\documentclass[11pt]{article}
\usepackage{latexsym}
\usepackage{amsmath}
\usepackage{amssymb}
\usepackage{amsthm}
\usepackage{epsfig}
\usepackage{psfig}
\usepackage{graphicx}
\newcommand{\handout}[5]{
\noindent
\begin{center}
\framebox{
\vbox{
\hbox to 5.78in { {\bf 6.851: Advanced Data Structures } \hfill #2 }
\vspace{4mm}
\hbox to 5.78in { {\Large \hfill #5 \hfill} }
\vspace{2mm}
\hbox to 5.78in { {\em #3 \hfill #4} }
}
}
\end{center}
\vspace*{4mm}
}
\newcommand{\lecture}[4]{\handout{#1}{#2}{#3}{Scribe: #4}{Lecture #1}}
\newtheorem{theorem}{Theorem}
\newtheorem{corollary}[theorem]{Corollary}
\newtheorem{lemma}[theorem]{Lemma}
\newtheorem{observation}[theorem]{Observation}
\newtheorem{proposition}[theorem]{Proposition}
\newtheorem{definition}[theorem]{Definition}
\newtheorem{claim}[theorem]{Claim}
\newtheorem{fact}[theorem]{Fact}
\newtheorem{assumption}[theorem]{Assumption}
% 1-inch margins, from fullpage.sty by H.Partl, Version 2, Dec. 15, 1988.
\topmargin 0pt
\advance \topmargin by -\headheight
\advance \topmargin by -\headsep
\textheight 8.9in
\oddsidemargin 0pt
\evensidemargin \oddsidemargin
\marginparwidth 0.5in
\textwidth 6.5in
\parindent 0in
\parskip 1.5ex
%\renewcommand{\baselinestretch}{1.25}
\begin{document}
\lecture{3 --- February 9, 2010}{Spring 2010}{Dr.\ Andr\'{e} Schulz}{Jacob Steinhardt and Greg Brockman}
\section{Overview}
In the last lecture we continued to study binary search trees from the geometry perspective of arboreally satisfied sets. We gave lower bounds for the runtime of a BST --- two of them were Wilbur's lower bounds \cite{Wil}, and the last was ``signed greedy.'' We also looked at a type of BST called a Tango tree and showed that it was $O(\lg\lg n)$ competitive with an optimal dynamic tree.

• _The problem_:
Why does the lecture notes source set the top margin, text height, side margins, and text width to the values it uses? Please answer in one to three sentences.

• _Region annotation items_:

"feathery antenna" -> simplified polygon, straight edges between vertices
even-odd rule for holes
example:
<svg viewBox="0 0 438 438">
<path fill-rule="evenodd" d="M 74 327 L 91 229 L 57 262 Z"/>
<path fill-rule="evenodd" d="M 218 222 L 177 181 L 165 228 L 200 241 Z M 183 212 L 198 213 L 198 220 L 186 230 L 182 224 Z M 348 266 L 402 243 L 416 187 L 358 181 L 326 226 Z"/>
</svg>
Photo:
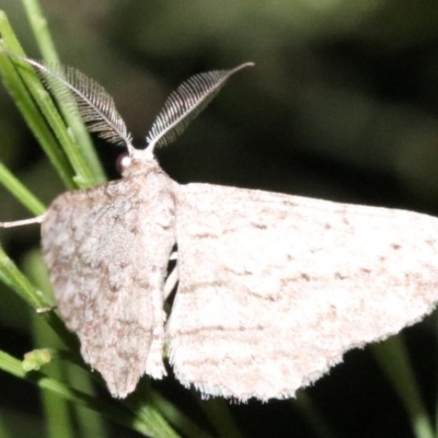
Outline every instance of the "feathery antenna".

• _Reply_:
A comment above those settings says they give the page 1-inch margins. It also says they are taken from fullpage.sty by H. Partl, Version 2, Dec. 15, 1988.